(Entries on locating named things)
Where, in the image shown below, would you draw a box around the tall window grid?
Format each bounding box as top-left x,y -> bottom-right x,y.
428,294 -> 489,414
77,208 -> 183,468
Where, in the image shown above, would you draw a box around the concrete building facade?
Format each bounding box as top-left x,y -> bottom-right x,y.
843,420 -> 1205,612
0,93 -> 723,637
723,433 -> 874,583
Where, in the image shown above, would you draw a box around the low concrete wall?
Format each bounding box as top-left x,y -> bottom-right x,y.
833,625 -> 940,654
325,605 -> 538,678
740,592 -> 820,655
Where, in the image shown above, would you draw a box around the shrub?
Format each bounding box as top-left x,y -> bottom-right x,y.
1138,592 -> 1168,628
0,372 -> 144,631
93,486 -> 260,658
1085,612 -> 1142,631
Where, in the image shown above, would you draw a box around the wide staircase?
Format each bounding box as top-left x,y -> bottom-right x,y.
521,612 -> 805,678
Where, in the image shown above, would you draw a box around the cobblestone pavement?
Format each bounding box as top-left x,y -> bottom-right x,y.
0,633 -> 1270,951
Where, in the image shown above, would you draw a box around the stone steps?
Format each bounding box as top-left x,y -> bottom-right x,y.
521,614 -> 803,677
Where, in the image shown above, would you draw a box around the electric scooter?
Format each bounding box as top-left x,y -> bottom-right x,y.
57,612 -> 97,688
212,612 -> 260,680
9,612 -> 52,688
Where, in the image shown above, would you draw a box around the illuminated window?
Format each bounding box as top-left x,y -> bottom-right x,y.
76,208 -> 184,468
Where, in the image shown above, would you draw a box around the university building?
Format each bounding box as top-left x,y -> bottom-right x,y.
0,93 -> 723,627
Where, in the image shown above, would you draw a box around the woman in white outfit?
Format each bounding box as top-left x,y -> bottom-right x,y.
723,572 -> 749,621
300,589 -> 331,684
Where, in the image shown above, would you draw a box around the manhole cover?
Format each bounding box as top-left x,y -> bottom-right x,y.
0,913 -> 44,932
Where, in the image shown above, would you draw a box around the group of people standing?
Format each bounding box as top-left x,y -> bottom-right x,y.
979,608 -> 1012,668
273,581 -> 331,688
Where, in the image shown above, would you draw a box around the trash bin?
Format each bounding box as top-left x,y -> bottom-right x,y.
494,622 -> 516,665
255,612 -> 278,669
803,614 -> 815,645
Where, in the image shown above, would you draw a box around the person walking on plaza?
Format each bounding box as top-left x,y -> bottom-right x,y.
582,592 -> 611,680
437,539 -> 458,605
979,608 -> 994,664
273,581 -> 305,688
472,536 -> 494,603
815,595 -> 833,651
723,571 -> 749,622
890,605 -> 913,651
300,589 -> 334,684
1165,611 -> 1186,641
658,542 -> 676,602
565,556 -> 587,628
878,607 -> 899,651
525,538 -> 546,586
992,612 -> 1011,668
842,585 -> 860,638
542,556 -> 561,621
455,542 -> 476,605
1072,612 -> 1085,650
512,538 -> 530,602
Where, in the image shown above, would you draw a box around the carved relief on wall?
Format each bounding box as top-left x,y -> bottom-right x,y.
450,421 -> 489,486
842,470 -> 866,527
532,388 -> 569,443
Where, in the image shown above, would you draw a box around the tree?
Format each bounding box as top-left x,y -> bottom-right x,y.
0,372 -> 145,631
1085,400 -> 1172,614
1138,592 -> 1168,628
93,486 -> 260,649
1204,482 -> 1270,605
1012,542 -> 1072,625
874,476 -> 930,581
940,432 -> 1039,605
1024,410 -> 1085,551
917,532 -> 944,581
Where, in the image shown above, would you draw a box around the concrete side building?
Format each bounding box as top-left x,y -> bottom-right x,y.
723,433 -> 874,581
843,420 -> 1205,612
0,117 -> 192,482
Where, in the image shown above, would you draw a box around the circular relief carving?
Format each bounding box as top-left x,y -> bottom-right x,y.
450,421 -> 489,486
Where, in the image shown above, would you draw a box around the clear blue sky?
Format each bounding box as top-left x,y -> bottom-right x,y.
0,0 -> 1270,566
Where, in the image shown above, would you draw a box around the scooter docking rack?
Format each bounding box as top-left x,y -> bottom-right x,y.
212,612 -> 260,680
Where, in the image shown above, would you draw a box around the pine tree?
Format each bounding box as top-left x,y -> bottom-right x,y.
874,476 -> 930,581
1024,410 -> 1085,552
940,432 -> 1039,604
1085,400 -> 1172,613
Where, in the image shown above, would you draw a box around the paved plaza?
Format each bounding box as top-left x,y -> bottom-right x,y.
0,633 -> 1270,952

- Exercise description
Reproduce word for word the stretch of the material from its start through the line containing "77,208 -> 183,468".

- Finished task
Where, in the image shown below, would you draw a box around the tall window grid?
Format each bounding box as top-left x,y -> bottom-right x,y.
428,294 -> 489,414
77,208 -> 183,468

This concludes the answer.